-------- Passage to read --------

Like the setting of the popular television show CSI:UK, investigation of road traffic accidents by a new UK body is looking more likely thanks to research commissioned by the RAC Foundation, finds Will Dalrymple

Some 350 road traffic accidents involving injuries were reported every day in 2017, according to public data quoted by Alex Livadeas, TRL (Transport Research Laboratory) accident reconstruction consultant, in a June 2019 webinar on fleet safety put on by road safety charity brake (www.is.gd/uhefeb).

Those incidents involving the damage to property and injuries will be investigated by the local police. The more serious the incident, the greater the extent of the investigation, according to senior accident reconstruction consultant Victoria Eyers at TRL. She is one of a team of 12 consultants working as expert witnesses at the organisation. They contribute to some 600 cases a year, made up of criminal and civil court cases, as well as coroner investigations.

-------- Information provided --------

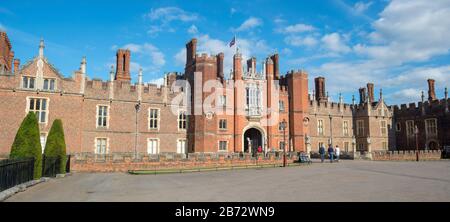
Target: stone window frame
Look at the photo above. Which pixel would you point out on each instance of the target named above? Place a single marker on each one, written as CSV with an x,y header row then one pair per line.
x,y
346,146
185,145
47,110
180,120
385,128
158,145
361,146
46,136
158,118
97,116
219,145
96,139
281,106
320,126
28,81
223,124
279,145
398,127
222,100
428,133
54,85
345,128
360,128
410,128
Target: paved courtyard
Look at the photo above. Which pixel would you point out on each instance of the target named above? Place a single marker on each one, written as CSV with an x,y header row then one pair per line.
x,y
344,181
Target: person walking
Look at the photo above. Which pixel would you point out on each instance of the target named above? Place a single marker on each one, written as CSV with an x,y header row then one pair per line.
x,y
322,153
331,153
338,153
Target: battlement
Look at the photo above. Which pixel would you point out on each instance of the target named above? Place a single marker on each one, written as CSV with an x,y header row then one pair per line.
x,y
426,105
205,58
331,105
3,35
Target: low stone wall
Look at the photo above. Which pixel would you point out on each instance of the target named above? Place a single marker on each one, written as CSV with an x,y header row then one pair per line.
x,y
87,162
408,155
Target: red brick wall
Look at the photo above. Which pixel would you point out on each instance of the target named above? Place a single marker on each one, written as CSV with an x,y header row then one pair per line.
x,y
119,163
406,155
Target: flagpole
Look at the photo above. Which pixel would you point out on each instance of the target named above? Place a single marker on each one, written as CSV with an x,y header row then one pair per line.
x,y
235,39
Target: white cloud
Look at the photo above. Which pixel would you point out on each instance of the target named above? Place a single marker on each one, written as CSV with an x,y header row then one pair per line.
x,y
193,30
411,31
361,7
163,17
180,57
300,41
150,58
154,29
405,96
250,23
297,28
159,81
168,14
335,43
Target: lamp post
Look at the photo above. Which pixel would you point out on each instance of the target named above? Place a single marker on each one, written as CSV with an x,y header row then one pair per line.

--------

* **Problem statement**: Extend the article on UK road traffic accident investigation, picking up right after its last sentence.

* **Expected answer**:
Life-changing injuries or fatalities would see the greatest investigation deployment, and include taking witness statements, scene recordings carried out by specialist collision investigators, and vehicle assessments. “With vehicles, we are looking at damage and what it tells us, and if mechanical defects could have contributed,” observes Eyers, who previously worked as a Metropolitan Police accident investigator. She adds that DVSA is often involved in investigations where commercial vehicles are involved, given its pool of vehicle assessors employed for annual tests. [DVSA was approached for this article]. Other organisations might be involved if the investigators wish to obtain data from an onboard event data recorder or telematics black box, she adds.

Back in the webinar, Livadeas pointed out that the road safety charity considers the common descriptor ‘accident’ as inaccurate, since these incidents are not chance events, but preventable. Part of preventing them involves investigation, he says.

Is it possible that the combined lessons of these million accidents every year are being lost, because no-one is taking a wider view? Arguing in favour of such a position is Steve Gooding, director of the RAC Foundation. “Our emerging conclusions really bring out the fact that there is information there; there is knowledge to be gained from a more systematic review of the more detailed data harvested currently by the police than is currently happening, and we can find out things that we might be able to act on,” he observes.

THE STARTING POINT

Three years ago, the charitable wing of the organisation primarily known as an automobile recovery service published a report entitled ‘Toward A Road Accident Investigation Branch.’ Gooding described it as posing the question of not ‘should there be one’ but rather, if the government was interested in establishing one, where would it start.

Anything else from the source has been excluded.